The MCP Disposition Dilemma

When an MCP tool returns a response, the full content gets ingested into the LLM’s context window. This works fine for discovery data, summaries, and smaller payloads. But for anything involving large datasets, query results, or generated artifacts, it becomes a real problem. You’re burning tokens, blowing up context limits, and the model’s reasoning quality degrades because it’s drowning in data it doesn’t need to “see” to do its job.

The Problem

I work with teams that include non-developers. MCP gives us authentication, permission scoping, and a standardized interface that doesn’t require giving AI access to arbitrary shell commands or Python scripts. If the answer to “MCP can’t handle large payloads” is “just use subprocess calls,” we’ve essentially told non-technical users they can’t participate in data-heavy AI workflows. That’s not a good outcome.

Protocol vs. Implementation

I don’t believe this is purely an implementation problem, and it’s not purely a protocol problem either.

From what I understand, the MCP spec doesn’t mandate that every byte of a tool response hits the model. That’s a host decision, Claude Desktop, Cursor, and others each make their own choices. But the protocol also doesn’t give servers a way to signal: “this part is for the model, this part should be stored separately.” There’s no concept of content disposition in tool responses.

····················

> [Task]:
Can you condense the paragraph in the MCP post that begins "When an MCP tool returns a response" into a short bulleted list that keeps its main facts?

····················

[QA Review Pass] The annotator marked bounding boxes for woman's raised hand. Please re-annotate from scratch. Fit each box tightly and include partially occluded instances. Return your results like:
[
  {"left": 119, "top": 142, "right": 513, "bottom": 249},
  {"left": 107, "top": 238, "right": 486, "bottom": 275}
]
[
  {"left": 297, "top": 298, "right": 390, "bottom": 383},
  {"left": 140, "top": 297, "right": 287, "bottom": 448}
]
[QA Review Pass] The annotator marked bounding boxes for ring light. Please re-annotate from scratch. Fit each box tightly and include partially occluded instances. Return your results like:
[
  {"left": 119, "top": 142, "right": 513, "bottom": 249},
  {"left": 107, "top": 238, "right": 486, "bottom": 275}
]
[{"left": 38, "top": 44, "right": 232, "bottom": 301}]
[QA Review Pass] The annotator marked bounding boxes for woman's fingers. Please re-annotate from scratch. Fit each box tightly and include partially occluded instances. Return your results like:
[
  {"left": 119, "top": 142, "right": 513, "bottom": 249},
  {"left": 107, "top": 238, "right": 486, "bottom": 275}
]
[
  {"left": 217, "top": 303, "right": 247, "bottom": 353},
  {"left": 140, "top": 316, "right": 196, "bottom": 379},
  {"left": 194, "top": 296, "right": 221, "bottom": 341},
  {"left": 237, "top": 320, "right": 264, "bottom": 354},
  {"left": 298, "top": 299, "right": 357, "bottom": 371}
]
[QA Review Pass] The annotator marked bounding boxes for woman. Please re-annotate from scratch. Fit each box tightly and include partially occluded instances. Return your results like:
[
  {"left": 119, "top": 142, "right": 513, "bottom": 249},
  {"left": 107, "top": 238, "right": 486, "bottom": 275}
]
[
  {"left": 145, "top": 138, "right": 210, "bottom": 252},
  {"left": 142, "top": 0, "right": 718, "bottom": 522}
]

····················

> [Answer]:
- An MCP tool's full response goes into the LLM's context window.
- That is fine for discovery data, summaries, and small payloads.
- It becomes a real problem for large datasets, query results, and generated artifacts.
- The costs are wasted tokens, blown context limits, and weaker model reasoning from data it doesn't need to see.